THE EXERCISE -> Reproduce the entries below word for word, starting with the line that contains "One point belongs to every instance of the red rock" and going on through the last line of the entries, both included.
--- Start of DATA FOR THE TASK ---
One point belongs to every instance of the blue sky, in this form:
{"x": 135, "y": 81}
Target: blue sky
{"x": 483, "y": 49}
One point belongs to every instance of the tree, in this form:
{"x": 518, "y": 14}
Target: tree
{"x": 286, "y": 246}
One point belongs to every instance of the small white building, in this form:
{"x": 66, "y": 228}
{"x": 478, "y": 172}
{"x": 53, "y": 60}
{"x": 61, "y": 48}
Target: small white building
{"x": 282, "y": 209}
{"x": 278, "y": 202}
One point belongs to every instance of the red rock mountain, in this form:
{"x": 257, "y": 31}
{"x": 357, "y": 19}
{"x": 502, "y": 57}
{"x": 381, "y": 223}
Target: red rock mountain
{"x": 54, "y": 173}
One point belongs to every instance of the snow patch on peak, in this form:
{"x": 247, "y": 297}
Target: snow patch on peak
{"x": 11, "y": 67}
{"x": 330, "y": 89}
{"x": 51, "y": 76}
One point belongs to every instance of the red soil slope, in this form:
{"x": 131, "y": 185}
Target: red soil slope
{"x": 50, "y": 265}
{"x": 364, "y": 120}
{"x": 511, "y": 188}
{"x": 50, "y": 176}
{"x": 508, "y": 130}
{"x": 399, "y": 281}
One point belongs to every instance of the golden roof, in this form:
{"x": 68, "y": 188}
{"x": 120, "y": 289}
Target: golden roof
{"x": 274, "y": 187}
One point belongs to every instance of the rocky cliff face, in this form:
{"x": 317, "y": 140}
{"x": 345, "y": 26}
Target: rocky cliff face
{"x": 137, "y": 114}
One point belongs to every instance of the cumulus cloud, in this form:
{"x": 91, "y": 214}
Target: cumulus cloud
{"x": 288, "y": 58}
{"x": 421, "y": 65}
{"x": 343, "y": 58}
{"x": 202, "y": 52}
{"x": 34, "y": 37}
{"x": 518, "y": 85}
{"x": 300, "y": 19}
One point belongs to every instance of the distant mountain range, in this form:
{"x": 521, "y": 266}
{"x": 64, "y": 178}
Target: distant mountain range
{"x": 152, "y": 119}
--- End of DATA FOR THE TASK ---
THE RESPONSE ->
One point belongs to every instance of the red rock mountain, in this form:
{"x": 257, "y": 31}
{"x": 357, "y": 19}
{"x": 502, "y": 57}
{"x": 381, "y": 223}
Target: red rock mountain
{"x": 54, "y": 173}
One point belongs to every instance of the snow patch on peak, in this form:
{"x": 247, "y": 297}
Target: snow patch on peak
{"x": 11, "y": 67}
{"x": 330, "y": 89}
{"x": 51, "y": 76}
One point belongs to every instance of the red soil slope, in this form:
{"x": 131, "y": 185}
Target: red soil slope
{"x": 50, "y": 265}
{"x": 364, "y": 120}
{"x": 511, "y": 188}
{"x": 50, "y": 176}
{"x": 508, "y": 130}
{"x": 399, "y": 281}
One point belongs to every instance of the golden roof, in this form:
{"x": 68, "y": 188}
{"x": 120, "y": 289}
Target: golden roof
{"x": 274, "y": 187}
One point belongs to every instance of the rocky cliff face, in this form:
{"x": 317, "y": 140}
{"x": 345, "y": 26}
Target: rocky cliff face
{"x": 137, "y": 114}
One point belongs to every instance of the cumulus cloud, in this form:
{"x": 91, "y": 214}
Target: cumulus cloud
{"x": 288, "y": 58}
{"x": 421, "y": 65}
{"x": 343, "y": 58}
{"x": 202, "y": 52}
{"x": 34, "y": 37}
{"x": 518, "y": 85}
{"x": 300, "y": 19}
One point belongs to every instance of the distant mountain range, in this form:
{"x": 521, "y": 266}
{"x": 64, "y": 178}
Target: distant mountain range
{"x": 152, "y": 119}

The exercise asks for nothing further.